- _DATASET ROWS_
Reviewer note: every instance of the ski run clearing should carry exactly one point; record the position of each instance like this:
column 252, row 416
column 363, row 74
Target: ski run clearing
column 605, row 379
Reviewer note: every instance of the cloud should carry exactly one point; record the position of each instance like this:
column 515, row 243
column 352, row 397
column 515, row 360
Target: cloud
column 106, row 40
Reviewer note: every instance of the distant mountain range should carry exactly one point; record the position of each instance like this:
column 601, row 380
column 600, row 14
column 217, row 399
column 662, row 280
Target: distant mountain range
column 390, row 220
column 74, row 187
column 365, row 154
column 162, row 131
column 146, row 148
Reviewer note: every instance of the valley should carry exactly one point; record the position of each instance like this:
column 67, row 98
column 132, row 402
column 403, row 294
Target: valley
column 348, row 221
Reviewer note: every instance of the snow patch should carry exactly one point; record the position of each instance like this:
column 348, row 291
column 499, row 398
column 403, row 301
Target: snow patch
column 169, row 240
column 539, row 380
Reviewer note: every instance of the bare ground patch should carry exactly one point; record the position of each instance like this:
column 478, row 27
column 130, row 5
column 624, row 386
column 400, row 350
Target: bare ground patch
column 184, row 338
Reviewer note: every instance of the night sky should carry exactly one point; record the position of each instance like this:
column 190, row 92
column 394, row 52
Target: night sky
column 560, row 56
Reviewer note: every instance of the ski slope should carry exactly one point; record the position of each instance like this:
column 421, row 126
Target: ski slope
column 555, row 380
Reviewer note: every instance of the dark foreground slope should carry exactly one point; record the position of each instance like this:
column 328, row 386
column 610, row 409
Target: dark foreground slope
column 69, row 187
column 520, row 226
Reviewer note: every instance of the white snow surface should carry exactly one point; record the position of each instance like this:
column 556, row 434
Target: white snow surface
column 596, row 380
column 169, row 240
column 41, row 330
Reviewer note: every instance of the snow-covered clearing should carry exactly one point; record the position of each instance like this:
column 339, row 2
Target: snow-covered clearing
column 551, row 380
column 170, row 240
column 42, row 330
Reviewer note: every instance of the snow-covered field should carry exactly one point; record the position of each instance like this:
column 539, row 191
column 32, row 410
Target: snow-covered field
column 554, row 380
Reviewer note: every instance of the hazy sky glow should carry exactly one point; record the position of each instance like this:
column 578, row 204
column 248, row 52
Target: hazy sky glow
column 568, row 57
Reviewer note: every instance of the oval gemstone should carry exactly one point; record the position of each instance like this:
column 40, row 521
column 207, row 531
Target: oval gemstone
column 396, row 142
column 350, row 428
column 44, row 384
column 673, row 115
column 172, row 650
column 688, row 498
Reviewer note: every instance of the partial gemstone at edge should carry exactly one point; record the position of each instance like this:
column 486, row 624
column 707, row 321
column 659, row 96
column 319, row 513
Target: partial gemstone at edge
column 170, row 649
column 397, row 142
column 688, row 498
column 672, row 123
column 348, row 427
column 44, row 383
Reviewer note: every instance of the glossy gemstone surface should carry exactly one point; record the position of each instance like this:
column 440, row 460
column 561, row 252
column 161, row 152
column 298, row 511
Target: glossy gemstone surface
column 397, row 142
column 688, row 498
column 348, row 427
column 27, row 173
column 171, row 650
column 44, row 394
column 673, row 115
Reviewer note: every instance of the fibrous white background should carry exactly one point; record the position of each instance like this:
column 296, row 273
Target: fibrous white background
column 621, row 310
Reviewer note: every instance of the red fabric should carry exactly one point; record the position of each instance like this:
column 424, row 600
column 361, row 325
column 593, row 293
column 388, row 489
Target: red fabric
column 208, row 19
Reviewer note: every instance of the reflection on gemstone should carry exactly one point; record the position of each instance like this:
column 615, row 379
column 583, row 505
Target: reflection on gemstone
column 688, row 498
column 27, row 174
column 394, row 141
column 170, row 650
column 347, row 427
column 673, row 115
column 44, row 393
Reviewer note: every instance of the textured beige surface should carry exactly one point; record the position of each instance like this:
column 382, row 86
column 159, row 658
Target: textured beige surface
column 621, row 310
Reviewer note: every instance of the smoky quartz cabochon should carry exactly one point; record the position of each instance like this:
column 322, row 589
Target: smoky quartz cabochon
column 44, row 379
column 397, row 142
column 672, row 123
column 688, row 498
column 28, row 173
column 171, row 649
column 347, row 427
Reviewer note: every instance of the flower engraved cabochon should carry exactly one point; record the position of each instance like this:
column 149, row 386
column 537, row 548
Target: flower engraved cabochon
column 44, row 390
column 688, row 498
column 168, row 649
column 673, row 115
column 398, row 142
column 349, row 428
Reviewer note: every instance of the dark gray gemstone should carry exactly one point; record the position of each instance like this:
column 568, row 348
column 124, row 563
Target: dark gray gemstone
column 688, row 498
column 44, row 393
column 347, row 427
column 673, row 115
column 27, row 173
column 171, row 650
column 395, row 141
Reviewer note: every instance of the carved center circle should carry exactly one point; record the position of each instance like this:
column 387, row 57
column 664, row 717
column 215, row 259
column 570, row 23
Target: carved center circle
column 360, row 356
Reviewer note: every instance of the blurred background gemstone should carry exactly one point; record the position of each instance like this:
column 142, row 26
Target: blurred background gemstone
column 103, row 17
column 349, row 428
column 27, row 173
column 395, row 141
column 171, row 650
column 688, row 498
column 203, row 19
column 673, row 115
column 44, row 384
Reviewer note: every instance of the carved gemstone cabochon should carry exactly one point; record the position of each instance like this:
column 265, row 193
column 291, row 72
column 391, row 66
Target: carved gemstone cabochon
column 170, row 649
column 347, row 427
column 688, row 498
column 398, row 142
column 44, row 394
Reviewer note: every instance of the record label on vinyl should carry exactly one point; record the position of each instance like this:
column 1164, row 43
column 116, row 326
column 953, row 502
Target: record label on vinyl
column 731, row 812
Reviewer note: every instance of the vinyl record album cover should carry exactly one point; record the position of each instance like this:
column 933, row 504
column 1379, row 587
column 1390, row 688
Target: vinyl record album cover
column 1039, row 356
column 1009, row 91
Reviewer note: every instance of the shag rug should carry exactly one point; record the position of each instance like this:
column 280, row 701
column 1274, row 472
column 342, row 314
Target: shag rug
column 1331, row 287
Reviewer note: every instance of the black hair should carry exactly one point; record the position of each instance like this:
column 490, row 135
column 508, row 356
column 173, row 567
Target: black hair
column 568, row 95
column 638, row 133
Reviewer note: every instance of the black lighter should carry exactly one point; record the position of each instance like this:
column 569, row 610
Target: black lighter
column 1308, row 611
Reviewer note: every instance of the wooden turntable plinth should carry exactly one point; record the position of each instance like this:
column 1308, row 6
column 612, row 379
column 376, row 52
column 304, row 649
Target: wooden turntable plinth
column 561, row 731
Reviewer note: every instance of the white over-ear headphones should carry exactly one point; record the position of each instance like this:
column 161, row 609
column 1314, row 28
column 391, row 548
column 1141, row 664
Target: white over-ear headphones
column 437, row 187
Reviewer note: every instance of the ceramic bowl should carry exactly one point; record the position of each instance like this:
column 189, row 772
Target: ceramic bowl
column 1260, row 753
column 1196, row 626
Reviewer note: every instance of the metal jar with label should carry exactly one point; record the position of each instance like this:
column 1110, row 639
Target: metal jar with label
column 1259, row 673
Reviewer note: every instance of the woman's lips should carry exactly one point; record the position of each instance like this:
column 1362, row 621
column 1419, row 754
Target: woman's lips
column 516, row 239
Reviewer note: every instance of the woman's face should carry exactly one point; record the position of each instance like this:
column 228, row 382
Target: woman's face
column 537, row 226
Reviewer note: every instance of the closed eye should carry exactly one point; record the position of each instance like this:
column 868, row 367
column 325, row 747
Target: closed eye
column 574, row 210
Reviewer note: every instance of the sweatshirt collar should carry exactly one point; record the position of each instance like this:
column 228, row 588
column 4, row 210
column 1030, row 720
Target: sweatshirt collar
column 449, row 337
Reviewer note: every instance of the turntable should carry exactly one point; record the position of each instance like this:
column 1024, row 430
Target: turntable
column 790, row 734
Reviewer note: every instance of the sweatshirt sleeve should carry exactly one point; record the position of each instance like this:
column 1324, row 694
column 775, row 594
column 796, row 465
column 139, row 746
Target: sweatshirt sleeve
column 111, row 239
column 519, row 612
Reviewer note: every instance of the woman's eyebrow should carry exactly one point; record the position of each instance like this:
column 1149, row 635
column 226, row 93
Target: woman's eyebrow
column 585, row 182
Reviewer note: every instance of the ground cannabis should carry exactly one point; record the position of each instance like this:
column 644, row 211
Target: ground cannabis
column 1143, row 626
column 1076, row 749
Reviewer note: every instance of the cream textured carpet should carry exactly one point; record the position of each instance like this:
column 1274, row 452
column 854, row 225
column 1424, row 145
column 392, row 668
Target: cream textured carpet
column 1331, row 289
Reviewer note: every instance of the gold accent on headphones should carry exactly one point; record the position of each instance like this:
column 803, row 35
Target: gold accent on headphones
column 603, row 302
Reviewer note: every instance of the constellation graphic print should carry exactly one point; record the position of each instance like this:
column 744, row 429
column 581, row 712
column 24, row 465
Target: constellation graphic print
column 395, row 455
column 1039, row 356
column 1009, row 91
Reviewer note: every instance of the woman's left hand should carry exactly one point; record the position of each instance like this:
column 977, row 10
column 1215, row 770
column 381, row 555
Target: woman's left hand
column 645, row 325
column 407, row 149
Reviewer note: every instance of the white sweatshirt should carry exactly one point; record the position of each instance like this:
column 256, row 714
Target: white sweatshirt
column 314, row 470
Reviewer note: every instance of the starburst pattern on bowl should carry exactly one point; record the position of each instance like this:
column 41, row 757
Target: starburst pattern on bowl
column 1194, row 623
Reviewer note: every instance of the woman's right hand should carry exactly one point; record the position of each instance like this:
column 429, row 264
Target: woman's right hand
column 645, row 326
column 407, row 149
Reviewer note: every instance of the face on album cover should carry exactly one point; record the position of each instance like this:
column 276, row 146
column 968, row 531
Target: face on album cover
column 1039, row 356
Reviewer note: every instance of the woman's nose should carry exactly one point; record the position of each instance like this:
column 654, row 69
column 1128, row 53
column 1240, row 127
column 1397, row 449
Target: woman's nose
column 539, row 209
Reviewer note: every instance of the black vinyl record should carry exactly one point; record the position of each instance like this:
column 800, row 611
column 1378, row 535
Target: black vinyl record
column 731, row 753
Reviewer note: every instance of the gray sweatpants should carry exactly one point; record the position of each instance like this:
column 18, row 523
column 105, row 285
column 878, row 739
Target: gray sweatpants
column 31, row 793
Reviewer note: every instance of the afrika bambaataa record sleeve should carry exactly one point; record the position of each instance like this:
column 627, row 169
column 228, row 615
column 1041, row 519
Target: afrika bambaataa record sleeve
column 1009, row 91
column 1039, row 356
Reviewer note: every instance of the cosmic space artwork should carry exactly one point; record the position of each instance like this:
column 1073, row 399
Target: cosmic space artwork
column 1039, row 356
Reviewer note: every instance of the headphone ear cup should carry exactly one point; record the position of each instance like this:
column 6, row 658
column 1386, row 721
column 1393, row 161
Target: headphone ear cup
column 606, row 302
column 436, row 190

- _REQUIREMENT_
Starting at the line that contains "Reviewer note: every instance of the woman's nose", repeat each line exactly through the last one in the listing. Include both of those lines and nothing more.

- _OUTPUT FOR THIS TASK_
Reviewer note: every instance of the woman's nose should carry exactly one point; record the position of each instance like this:
column 654, row 69
column 1128, row 53
column 1240, row 127
column 1397, row 449
Target: woman's nose
column 539, row 209
Reviewer note: every instance of the black vinyl record should carry exactly one point; record the position of each instance like this:
column 800, row 611
column 1378, row 535
Target: black vinyl record
column 731, row 753
Reviewer note: every instance of the gray sweatpants should carry exactly one point; record the position of each instance like this:
column 18, row 523
column 105, row 285
column 878, row 739
Target: gray sweatpants
column 31, row 793
Reviewer note: every instance of the afrika bambaataa record sleeve should carry exactly one point; record the position of each instance like this:
column 627, row 169
column 228, row 615
column 1041, row 519
Target: afrika bambaataa record sleeve
column 1009, row 91
column 1039, row 356
Reviewer note: every instance of the cosmic space artwork should carry exactly one point; record the position of each instance like this:
column 1073, row 399
Target: cosmic space artwork
column 1039, row 356
Reviewer note: every instance of the headphone ear cup should carry exactly one point; record the position of each instance like this:
column 6, row 658
column 1386, row 721
column 1393, row 161
Target: headphone ear cup
column 606, row 302
column 436, row 190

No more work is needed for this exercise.